# Task to complete
Repeat each entry as written and leave the images out of the copy.
○ ○ ○
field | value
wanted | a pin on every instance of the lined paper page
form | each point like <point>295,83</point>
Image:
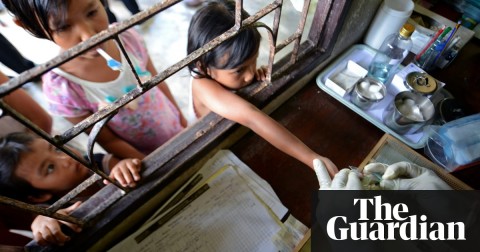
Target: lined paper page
<point>226,217</point>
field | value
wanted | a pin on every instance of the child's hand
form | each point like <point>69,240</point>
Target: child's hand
<point>261,73</point>
<point>47,231</point>
<point>126,172</point>
<point>331,167</point>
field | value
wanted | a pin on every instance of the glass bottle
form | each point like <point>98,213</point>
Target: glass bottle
<point>391,53</point>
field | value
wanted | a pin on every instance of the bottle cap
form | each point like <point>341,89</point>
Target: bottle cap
<point>407,30</point>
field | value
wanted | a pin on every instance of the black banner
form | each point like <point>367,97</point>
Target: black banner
<point>396,221</point>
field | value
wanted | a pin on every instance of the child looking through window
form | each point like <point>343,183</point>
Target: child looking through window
<point>229,67</point>
<point>34,171</point>
<point>81,86</point>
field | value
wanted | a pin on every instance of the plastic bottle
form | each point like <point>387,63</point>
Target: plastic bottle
<point>392,52</point>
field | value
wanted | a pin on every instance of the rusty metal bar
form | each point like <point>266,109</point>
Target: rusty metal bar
<point>73,193</point>
<point>91,142</point>
<point>301,26</point>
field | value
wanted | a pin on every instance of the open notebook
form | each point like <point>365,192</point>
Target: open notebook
<point>227,208</point>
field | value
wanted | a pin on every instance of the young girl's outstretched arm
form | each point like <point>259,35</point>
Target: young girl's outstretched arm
<point>231,106</point>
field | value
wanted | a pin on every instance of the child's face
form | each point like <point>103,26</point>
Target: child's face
<point>84,19</point>
<point>238,77</point>
<point>49,169</point>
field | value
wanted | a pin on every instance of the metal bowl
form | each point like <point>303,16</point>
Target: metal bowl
<point>408,112</point>
<point>367,92</point>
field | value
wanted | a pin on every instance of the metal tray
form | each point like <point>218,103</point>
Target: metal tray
<point>363,55</point>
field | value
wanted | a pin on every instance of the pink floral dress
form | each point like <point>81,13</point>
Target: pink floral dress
<point>145,123</point>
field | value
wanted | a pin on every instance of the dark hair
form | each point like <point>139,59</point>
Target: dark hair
<point>35,15</point>
<point>209,22</point>
<point>11,148</point>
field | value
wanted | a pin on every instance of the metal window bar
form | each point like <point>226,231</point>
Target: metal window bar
<point>100,118</point>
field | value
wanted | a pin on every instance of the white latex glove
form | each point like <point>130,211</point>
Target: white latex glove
<point>406,176</point>
<point>345,179</point>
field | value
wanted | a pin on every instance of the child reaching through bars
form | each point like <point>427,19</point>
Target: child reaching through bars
<point>229,67</point>
<point>34,171</point>
<point>81,86</point>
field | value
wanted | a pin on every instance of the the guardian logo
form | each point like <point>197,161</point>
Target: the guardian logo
<point>391,223</point>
○ ○ ○
# Task result
field | value
wanted | a pin on every instance of the lined paper page
form | each point like <point>295,83</point>
Image:
Target: lined paper page
<point>226,217</point>
field | value
wanted | a pin on every instance of the child's hand
form | each point like <point>69,240</point>
Target: child's hand
<point>261,73</point>
<point>47,231</point>
<point>126,172</point>
<point>331,167</point>
field | value
wanted | a pin on every instance of the glass bottle
form | each point like <point>98,213</point>
Target: glass bottle
<point>391,53</point>
field | value
wanted | a pin on every instance of the bottle cap
form | each point like <point>341,89</point>
Target: bottle cap
<point>407,30</point>
field | value
wanted | a pin on every instance of the black banner
form | each point like <point>367,97</point>
Target: black banner
<point>396,221</point>
field | value
wanted | a pin on every instance of the child looking through window
form | each point like <point>343,183</point>
Target: child looking through window
<point>229,67</point>
<point>34,171</point>
<point>81,86</point>
field | value
wanted | a pin on every instance of the plastic bottle
form | each point like <point>387,63</point>
Target: plastic bottle
<point>392,52</point>
field | value
wanted | a pin on every instance of the rusty metal bar
form | each point like <point>266,109</point>
Target: rusty metal bar
<point>73,193</point>
<point>91,142</point>
<point>301,26</point>
field | value
wanted | a pin on every instance of the open notebook
form | each point like <point>365,192</point>
Target: open notebook
<point>227,208</point>
field | value
wanted | a pin on every instance of the young girl's outstretched arm
form | each point like <point>259,35</point>
Target: young girl's outstretched arm
<point>231,106</point>
field | value
wanted | a pin on every instance of the child's face
form | each point like <point>103,26</point>
Target: child's face
<point>84,19</point>
<point>238,77</point>
<point>49,169</point>
field | value
wanted | a pin on every instance of the metal bowl
form | each point like <point>303,16</point>
Target: metal bowl
<point>408,112</point>
<point>367,92</point>
field | value
wanted | a pin on every instance of the metal tray
form | each point like <point>218,103</point>
Target: metal tray
<point>363,55</point>
field | value
wanted | a pin on every instance of the pink floral dress
form | each point like <point>81,13</point>
Target: pink floral dress
<point>145,123</point>
field | value
wanted | a pin on every instance of the dark hair
form | each point like <point>139,59</point>
Target: dark hair
<point>35,15</point>
<point>209,22</point>
<point>11,148</point>
field | value
wanted | a pin on every instance of the metal window bar
form | each point like <point>226,231</point>
Target: metal window bar
<point>100,118</point>
field | value
wanted | a pin on every instance of the white latex glove
form | each point like <point>130,211</point>
Target: white latex glove
<point>406,176</point>
<point>345,179</point>
field | value
wanted | a pin on every instance of the child reaching through bars
form | each point like <point>427,19</point>
Target: child reaching through bars
<point>229,67</point>
<point>34,171</point>
<point>81,86</point>
field | value
wanted | a pin on every instance of the the guardian logo
form | each point like <point>197,161</point>
Target: the guardian logo
<point>391,223</point>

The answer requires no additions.